*TASK REQUIREMENTS:*
Arrange every line of the records below as a Markdown table with two columns, Row for the line number and Line for the text, and skip blank lines. Leave the pictures out of the table.

*EXTRACTED RECORDS:*

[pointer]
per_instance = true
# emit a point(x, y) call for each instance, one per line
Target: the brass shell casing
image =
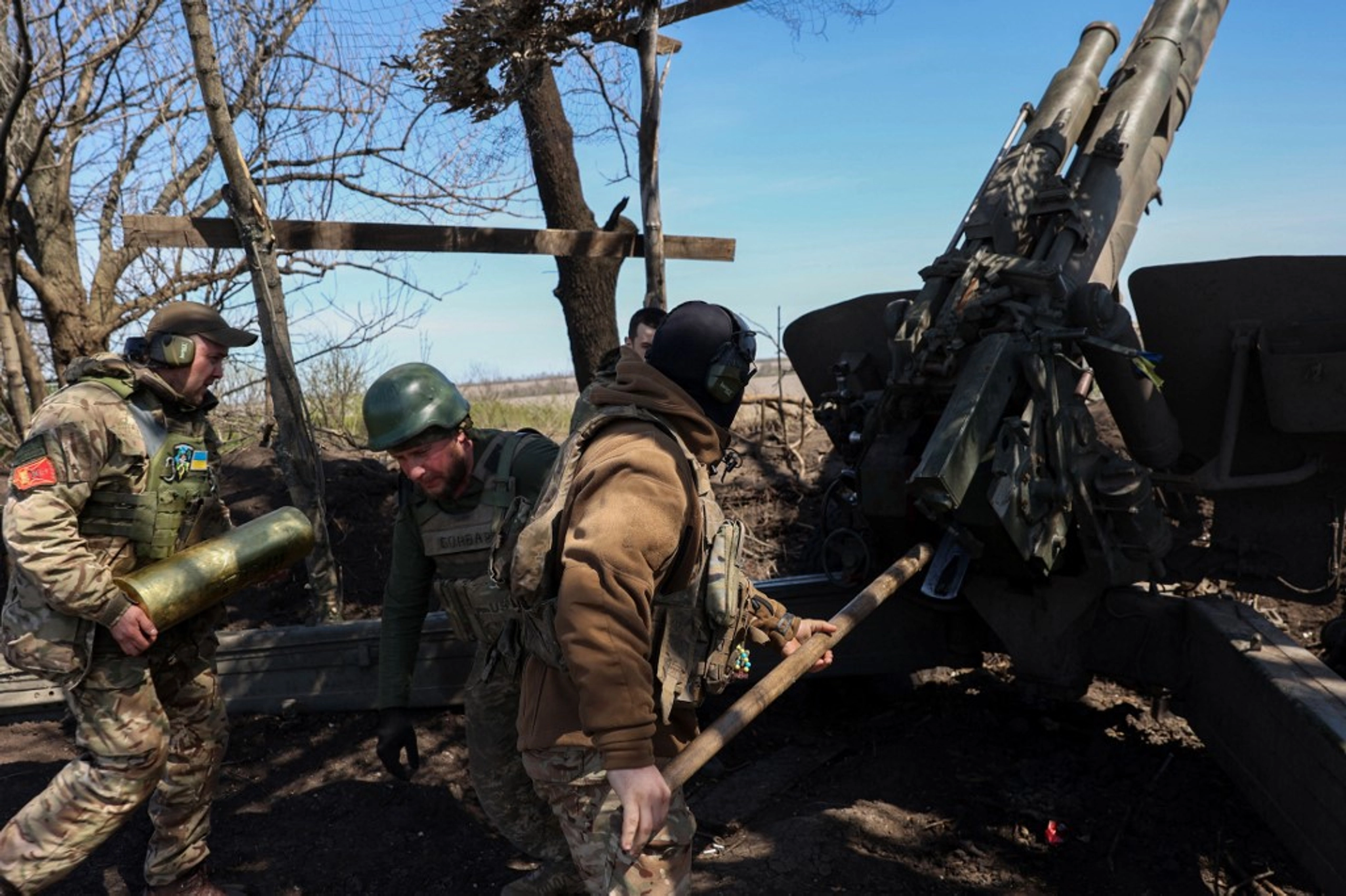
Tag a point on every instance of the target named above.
point(202, 575)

*ANSWER TO THIS PROBLEM:*
| Row | Line |
|---|---|
| 1 | [pointer] |
| 2 | per_instance = true |
| 3 | # emit a point(x, y) call for each instance, one per line |
| 4 | Target: the brass shell casing |
| 5 | image = |
| 6 | Tag a point on every instance of the target named above. |
| 7 | point(202, 575) |